Document extract:
Atrophy

​Airspace Projects, Sydney, Australia, 2014
by Juliette Furio, Veronica Habib, Yang-En Hume and Thomas Quayle

Body parts and found materials are combined en masse to create a sensory experience of chaos, uncertainty and isolation. Atrophy highlights the desensitisation towards trauma and violence that this unrelenting exposure induces within those living in affluent societies. The work considers the artists’ own position of living in the west, and the impact that media exposure has on their view of the world. The glimpses of the personal in the body casts remind the viewer of the real human experiences behind our mediated observations of global events. Further to this, it is a response to the depersonalising nature of the consumption and waste of neoliberal, capitalist societies.

Input for this task:

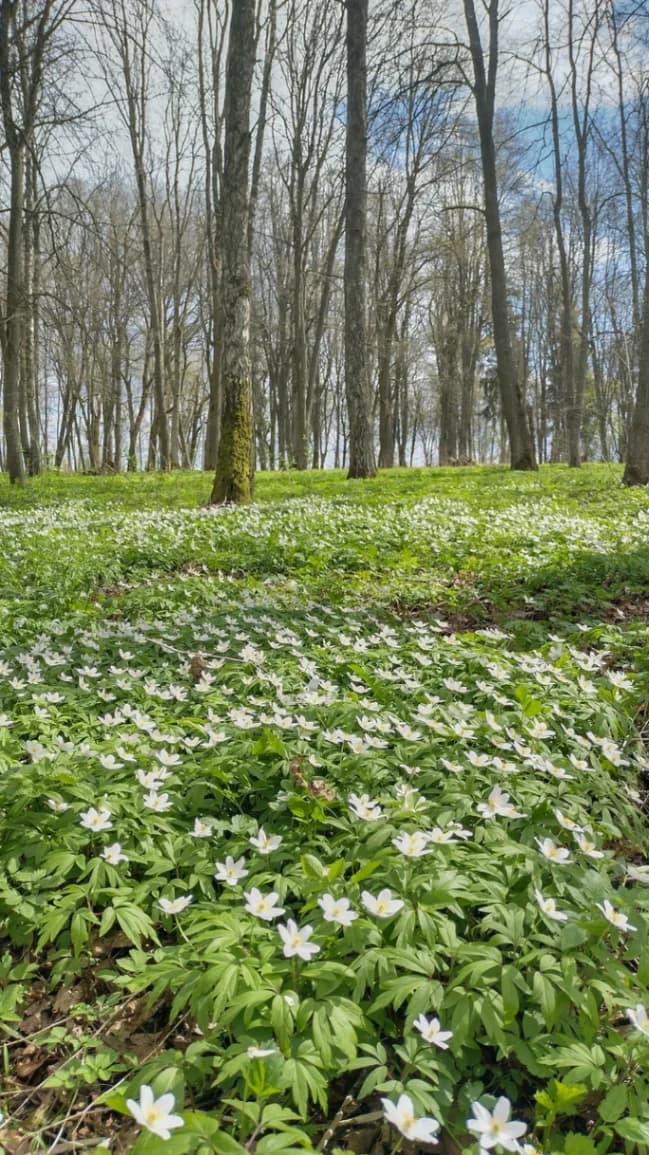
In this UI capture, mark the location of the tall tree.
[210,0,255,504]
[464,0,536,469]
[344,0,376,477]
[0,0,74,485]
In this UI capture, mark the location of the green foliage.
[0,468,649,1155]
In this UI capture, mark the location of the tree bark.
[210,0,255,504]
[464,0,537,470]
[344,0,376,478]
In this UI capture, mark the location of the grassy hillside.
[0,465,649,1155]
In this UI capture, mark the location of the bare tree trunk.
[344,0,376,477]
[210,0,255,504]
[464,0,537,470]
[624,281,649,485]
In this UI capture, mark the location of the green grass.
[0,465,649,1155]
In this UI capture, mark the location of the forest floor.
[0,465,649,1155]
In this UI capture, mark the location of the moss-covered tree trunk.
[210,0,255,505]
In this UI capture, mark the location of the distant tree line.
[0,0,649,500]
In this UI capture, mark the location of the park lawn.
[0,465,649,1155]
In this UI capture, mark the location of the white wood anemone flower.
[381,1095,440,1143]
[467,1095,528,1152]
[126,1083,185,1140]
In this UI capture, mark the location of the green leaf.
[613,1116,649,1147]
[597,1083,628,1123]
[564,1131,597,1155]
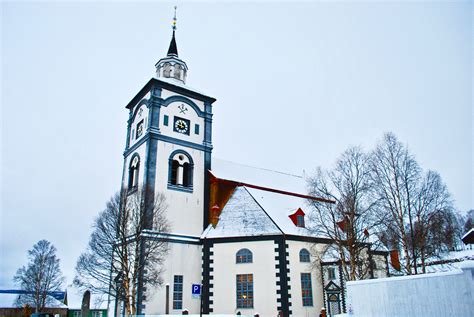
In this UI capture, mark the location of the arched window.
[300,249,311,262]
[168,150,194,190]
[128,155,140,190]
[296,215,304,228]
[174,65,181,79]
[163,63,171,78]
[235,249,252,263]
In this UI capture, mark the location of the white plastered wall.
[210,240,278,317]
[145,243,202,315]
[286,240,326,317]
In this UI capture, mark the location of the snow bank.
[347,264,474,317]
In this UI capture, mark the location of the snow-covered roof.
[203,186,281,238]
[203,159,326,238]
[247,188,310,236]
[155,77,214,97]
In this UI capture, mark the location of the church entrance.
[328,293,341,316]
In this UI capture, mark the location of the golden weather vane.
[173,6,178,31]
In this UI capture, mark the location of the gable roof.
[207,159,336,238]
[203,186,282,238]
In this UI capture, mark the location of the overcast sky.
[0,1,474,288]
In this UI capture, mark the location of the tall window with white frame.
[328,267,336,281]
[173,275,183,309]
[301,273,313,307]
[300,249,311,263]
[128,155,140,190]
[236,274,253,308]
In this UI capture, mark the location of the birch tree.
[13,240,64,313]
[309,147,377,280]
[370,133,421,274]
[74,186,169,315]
---
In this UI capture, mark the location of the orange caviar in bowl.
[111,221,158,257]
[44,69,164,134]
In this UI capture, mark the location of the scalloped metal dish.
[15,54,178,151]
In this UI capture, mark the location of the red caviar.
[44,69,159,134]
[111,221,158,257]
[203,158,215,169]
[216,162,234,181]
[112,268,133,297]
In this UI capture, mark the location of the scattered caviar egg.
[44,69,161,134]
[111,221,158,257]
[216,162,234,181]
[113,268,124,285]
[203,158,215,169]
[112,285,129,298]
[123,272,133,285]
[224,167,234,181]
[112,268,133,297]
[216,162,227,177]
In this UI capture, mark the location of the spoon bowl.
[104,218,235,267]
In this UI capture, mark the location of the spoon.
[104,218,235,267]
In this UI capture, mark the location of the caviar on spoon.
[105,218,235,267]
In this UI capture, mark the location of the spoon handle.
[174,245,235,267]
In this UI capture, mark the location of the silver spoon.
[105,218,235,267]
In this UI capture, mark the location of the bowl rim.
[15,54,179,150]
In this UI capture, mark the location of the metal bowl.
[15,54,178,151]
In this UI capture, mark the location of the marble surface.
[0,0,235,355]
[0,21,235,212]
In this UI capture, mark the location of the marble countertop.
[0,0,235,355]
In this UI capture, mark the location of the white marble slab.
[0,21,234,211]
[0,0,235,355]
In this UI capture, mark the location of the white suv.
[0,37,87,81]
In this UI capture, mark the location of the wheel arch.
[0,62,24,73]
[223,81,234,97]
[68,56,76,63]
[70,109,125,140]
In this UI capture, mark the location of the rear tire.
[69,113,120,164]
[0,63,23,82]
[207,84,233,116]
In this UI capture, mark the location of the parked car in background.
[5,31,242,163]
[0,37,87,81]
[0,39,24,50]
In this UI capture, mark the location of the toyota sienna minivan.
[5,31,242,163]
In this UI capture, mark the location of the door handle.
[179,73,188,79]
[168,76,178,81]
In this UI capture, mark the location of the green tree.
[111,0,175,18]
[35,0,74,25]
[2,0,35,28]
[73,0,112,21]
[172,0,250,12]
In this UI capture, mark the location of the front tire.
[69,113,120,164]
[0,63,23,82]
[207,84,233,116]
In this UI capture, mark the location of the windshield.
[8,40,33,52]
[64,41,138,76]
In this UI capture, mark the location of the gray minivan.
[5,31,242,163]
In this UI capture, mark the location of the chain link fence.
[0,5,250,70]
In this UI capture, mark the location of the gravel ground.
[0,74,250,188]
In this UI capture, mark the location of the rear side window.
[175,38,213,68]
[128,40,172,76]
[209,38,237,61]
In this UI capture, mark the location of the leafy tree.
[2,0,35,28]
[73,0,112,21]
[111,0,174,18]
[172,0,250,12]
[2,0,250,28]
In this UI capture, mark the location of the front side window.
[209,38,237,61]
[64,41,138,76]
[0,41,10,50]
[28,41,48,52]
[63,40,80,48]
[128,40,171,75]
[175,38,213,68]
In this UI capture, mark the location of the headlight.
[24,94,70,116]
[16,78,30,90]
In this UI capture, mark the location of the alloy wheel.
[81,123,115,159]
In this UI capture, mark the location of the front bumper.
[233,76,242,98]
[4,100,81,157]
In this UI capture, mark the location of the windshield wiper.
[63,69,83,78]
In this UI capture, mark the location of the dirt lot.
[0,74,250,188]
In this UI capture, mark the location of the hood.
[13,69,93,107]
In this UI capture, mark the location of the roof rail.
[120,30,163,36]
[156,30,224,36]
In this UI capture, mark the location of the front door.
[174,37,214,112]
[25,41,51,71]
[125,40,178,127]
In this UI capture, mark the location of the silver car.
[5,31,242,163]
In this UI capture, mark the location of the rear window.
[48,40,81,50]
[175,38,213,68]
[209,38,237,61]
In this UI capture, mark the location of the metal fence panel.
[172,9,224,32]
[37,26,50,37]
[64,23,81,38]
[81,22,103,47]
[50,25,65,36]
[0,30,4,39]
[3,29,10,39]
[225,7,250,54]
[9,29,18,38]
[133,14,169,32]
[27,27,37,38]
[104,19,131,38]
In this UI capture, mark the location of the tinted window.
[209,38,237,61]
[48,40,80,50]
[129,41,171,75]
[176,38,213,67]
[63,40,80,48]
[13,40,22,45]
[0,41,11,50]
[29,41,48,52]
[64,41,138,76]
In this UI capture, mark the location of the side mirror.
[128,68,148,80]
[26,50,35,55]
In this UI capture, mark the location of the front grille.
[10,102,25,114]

Requests:
A) Reproduce word for word the part of the text about Atrophy that opens with the words containing "Body parts and" and closes with "neoliberal, capitalist societies.".
B) In the entries, switch "side mirror" to "wing mirror" in the part that opens with the line containing "In this UI capture, mark the location of the side" and closes with the line containing "[10,102,25,114]", leaving everything else unchanged. Give back only those lines.

Answers:
A)
Body parts and found materials are combined en masse to create a sensory experience of chaos, uncertainty and isolation. Atrophy highlights the desensitisation towards trauma and violence that this unrelenting exposure induces within those living in affluent societies. The work considers the artists’ own position of living in the west, and the impact that media exposure has on their view of the world. The glimpses of the personal in the body casts remind the viewer of the real human experiences behind our mediated observations of global events. Further to this, it is a response to the depersonalising nature of the consumption and waste of neoliberal, capitalist societies.

B)
In this UI capture, mark the location of the wing mirror.
[128,68,148,80]
[26,50,35,55]
In this UI capture, mark the location of the front grille.
[10,102,25,114]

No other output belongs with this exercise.